EXERCISE MATERIAL:
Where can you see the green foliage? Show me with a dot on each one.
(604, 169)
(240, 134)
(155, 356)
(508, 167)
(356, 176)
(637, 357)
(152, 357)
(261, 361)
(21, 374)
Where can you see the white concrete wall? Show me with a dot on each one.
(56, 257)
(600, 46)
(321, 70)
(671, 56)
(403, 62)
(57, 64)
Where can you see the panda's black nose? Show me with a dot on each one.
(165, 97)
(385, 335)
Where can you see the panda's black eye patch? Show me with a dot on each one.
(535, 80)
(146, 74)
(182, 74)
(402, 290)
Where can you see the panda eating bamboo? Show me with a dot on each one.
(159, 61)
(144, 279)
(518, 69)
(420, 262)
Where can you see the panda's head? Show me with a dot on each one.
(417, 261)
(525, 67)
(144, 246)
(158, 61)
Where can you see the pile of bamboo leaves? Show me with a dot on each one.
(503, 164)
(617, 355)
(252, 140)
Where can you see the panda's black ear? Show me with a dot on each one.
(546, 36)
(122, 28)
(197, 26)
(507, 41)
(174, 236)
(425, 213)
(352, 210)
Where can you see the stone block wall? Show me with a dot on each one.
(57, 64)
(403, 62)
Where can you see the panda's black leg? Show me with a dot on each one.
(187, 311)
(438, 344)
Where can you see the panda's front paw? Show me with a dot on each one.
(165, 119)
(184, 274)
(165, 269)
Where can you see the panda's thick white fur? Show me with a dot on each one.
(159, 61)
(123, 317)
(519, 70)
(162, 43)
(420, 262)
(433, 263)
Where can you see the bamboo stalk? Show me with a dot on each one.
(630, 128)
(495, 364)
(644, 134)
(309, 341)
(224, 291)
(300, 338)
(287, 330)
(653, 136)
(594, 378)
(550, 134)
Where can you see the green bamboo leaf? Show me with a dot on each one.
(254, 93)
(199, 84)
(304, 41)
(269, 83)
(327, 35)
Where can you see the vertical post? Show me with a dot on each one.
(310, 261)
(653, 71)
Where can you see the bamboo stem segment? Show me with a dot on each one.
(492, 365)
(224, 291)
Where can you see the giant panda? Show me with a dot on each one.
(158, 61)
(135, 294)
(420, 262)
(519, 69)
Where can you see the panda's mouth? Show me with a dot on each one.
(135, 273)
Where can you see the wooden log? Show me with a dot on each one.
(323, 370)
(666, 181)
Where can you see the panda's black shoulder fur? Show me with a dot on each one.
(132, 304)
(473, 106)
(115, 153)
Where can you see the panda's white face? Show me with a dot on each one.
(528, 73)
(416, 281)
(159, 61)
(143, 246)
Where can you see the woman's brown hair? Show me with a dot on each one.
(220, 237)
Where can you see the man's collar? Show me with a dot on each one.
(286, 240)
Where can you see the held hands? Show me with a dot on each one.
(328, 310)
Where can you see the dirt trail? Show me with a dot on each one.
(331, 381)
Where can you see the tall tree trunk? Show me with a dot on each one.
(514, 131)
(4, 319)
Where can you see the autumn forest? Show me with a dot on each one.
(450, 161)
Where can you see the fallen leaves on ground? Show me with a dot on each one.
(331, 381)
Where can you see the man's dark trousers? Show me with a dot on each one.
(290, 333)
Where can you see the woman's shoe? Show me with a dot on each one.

WRITTEN EXERCISE:
Copy the lines starting at the one containing "Where can you see the fallen" and ending with the last line, substituting "pants" for "trousers" and leaving everything else unchanged.

OUTPUT FOR THIS TASK:
Where can you see the fallen leaves on ground? Show me with a dot on each one.
(331, 381)
Where can you see the man's dark pants? Show me with a dot on each one.
(290, 333)
Where can you see the woman's shoe? Show me with a dot on each one.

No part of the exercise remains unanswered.